Please set down all the lines beneath this one exactly, without the pictures.

__________________________________________________

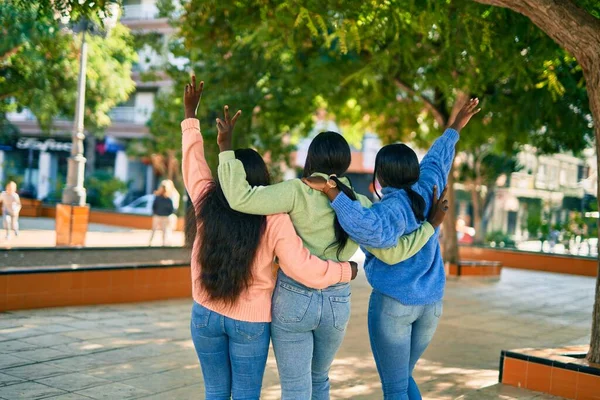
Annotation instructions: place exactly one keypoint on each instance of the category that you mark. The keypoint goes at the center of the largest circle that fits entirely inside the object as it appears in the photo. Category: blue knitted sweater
(420, 279)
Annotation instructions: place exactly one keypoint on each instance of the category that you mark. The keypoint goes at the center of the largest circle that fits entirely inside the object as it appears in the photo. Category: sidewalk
(144, 350)
(39, 232)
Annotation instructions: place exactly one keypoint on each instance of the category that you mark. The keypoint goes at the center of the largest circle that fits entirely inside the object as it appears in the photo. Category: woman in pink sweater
(232, 261)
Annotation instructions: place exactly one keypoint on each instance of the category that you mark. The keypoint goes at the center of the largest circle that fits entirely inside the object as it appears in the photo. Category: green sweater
(309, 210)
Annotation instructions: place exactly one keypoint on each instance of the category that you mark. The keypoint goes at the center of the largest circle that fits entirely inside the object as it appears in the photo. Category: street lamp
(72, 215)
(74, 192)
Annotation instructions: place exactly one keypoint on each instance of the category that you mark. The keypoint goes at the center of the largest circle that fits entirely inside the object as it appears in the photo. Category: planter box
(71, 224)
(31, 208)
(473, 268)
(557, 263)
(561, 372)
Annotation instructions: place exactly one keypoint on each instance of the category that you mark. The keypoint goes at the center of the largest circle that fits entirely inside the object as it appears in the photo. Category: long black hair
(229, 239)
(397, 165)
(329, 153)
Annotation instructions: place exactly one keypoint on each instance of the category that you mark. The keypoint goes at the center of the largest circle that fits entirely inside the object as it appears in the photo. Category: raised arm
(436, 164)
(259, 200)
(297, 262)
(196, 173)
(411, 244)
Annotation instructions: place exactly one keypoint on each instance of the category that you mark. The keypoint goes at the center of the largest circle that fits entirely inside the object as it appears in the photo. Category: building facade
(39, 161)
(550, 185)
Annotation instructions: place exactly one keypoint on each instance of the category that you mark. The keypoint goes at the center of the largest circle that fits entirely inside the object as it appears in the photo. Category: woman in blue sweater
(406, 302)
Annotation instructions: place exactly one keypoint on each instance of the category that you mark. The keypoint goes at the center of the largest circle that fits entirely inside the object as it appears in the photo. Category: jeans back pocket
(200, 316)
(290, 302)
(340, 307)
(251, 330)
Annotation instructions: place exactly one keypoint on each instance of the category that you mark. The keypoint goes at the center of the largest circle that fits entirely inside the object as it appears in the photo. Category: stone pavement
(39, 232)
(144, 350)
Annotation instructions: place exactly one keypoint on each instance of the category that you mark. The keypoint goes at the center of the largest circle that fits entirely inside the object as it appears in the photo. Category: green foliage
(101, 189)
(500, 239)
(394, 67)
(73, 10)
(39, 65)
(534, 219)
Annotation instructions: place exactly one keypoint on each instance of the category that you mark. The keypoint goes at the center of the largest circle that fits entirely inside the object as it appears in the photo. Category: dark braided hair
(397, 165)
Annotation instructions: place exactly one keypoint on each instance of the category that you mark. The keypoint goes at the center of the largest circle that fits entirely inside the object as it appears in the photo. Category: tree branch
(10, 53)
(437, 114)
(567, 24)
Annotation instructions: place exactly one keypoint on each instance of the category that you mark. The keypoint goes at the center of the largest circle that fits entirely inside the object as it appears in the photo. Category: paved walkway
(39, 232)
(144, 350)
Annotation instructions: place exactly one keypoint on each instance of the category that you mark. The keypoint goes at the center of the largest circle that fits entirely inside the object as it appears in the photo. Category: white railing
(130, 114)
(122, 114)
(25, 115)
(139, 11)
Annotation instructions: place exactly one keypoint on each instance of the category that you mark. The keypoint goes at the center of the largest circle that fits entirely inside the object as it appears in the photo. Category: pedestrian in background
(162, 208)
(172, 193)
(11, 206)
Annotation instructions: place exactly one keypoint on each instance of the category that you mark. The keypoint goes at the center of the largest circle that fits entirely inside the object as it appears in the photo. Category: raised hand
(191, 97)
(225, 130)
(465, 114)
(439, 208)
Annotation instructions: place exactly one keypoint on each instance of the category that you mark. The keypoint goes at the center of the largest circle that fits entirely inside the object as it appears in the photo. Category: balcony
(132, 115)
(139, 12)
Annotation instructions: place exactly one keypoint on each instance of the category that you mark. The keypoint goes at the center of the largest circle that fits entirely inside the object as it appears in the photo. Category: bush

__________________________________________________

**Problem solution:**
Annotation instructions: place exactly one keypoint on each instance of the category that you mark. The keypoint goes at the center of the largest circle that fits entirely inside the object as it appears in the photo. Category: blue knitted sweater
(420, 279)
Annotation instructions: place exactly one keypoint on each instance of the category that you mark. The keypoint goes at the center of the largest circle that fits entirely inside the object as it appears in the photo. Category: sidewalk
(144, 350)
(39, 232)
Annotation instructions: place exactly one keypoint on each instance of the category that you mark. The keypoint goes at the center of the largest circle that fits entirely inside the object as it appears in the photo. Category: woman in pink sweater
(232, 261)
Annotation instructions: place exactly one keypoint on each instance of the category that you mark. The keypoint goes at the center of the largest circle that fits entirely inside the object as it appears in the photo. Category: green sweater
(309, 210)
Annotation instructions: place exactly one keypoint on each instance of the category that you mark. The keypoint goes at the center of the largest circle that fits entirely inside the object as it appears in the photo. Category: street lamp
(72, 215)
(74, 192)
Annotation instructions: place exactly one keypoint on each instance of the category that you mark. The keypoint goes at the center of the largest circle that fits entirely inside the object as it appears in the photo. Category: planter box
(71, 224)
(31, 208)
(473, 268)
(557, 263)
(561, 372)
Annotation instructions: place exactly one keypoint on each instance of the category that you mark. The keypoint goes at the center of the largest circle that fits entirely inside the object as it appears in the photo. Category: long black hair
(229, 239)
(397, 165)
(329, 153)
Annotation instructions: place exactly one keypoint on each instance of the category that you mark. The keypoint goes at the center of the largest circle that fits entirely inside the object as it appears in the photo. Category: raised arm
(436, 164)
(259, 200)
(297, 262)
(196, 173)
(411, 244)
Annotation instructions: place exactly one keypoint on each instance of the category that you mark. The keypoint goes at the center of the largest circle that fits entirely inside the object as it appears in the photo. Category: building facade
(39, 161)
(550, 185)
Annotation instructions: place exactly one keypoint on each instance of the category that you mark. The keypoint goes at the center of the largest circle that fits entirely inside the object as it appears in the photo. Category: woman in blue sweater
(406, 302)
Annotation instructions: place exactly one keypoint on each instance of the category that you mark. The keypoint goes at the center of the largest circle that fits entirely inside the object as it appears in the photo. Category: jeans back pocket
(200, 316)
(290, 302)
(340, 307)
(251, 330)
Annotation instructions: place exactly one keypoint on each instance of the category that you mark. The keypoint goes at the center of the largest circle that fits entirely inside the object as it appears in the photo. Category: stone pavement
(39, 232)
(144, 350)
Annotation instructions: place exactly one keypoint on each instance of the category that you mark. The keypoint goes at the center of the largest circle that fits entirely inside the object as it appears in the photo. Category: green foliage
(101, 189)
(500, 239)
(394, 67)
(73, 10)
(39, 65)
(534, 219)
Annotation instructions: place exactly one keypoint on each instance of the category that you mark. The keypoint goes at the center of the largest circle that fits entirely inside the object as it appears in the photo. Category: dark braided hair
(397, 165)
Annotation instructions: place exactly one keypoint on each instance of the category that you mark. The keypoint goes at the center of the largest circle that fits entirely inside the object as it appears in the photo. Category: tree branch
(10, 53)
(437, 114)
(567, 24)
Annotation instructions: place exactly one keypoint on each instance of the category that you mark. The keypoint goes at the center of the largest circle that fits entirely inside the object as it appears in the photo. Category: paved walkway
(39, 232)
(144, 350)
Annotation instructions: place exactly one keypoint on each instance of the category that you mark. The keypoint goes at the center of the largest circle that fits entirely inside the object as it appears in the photo. Category: white railing
(130, 114)
(122, 114)
(25, 115)
(139, 11)
Annotation instructions: place exactly one keypoint on each instance of the category that you mark. The keypoint goes at the center of the largest circle that fits entirely inside the object as it appears in the photo. Category: pedestrian in background
(162, 208)
(172, 193)
(11, 206)
Annotation instructions: place exactly one keypoint on each instance of the category that you mark. The keypoint goes at the center of the largest circle that fits entirely inside the object as it appears in the photo. Category: raised hand
(191, 97)
(225, 130)
(465, 114)
(439, 208)
Annotation instructions: place exactly one keypoint on each instance of the category that you mark. The keypoint goes at the center of the largest circle that fits entirely inside the object as it appears in the photo. Category: balcony
(132, 115)
(139, 12)
Annotation instructions: place exactly one keypoint on each instance of the category that you mark. The keypoint goes at the center of the largest circle that fits entirely inside the object as it appears in the photo. Category: bush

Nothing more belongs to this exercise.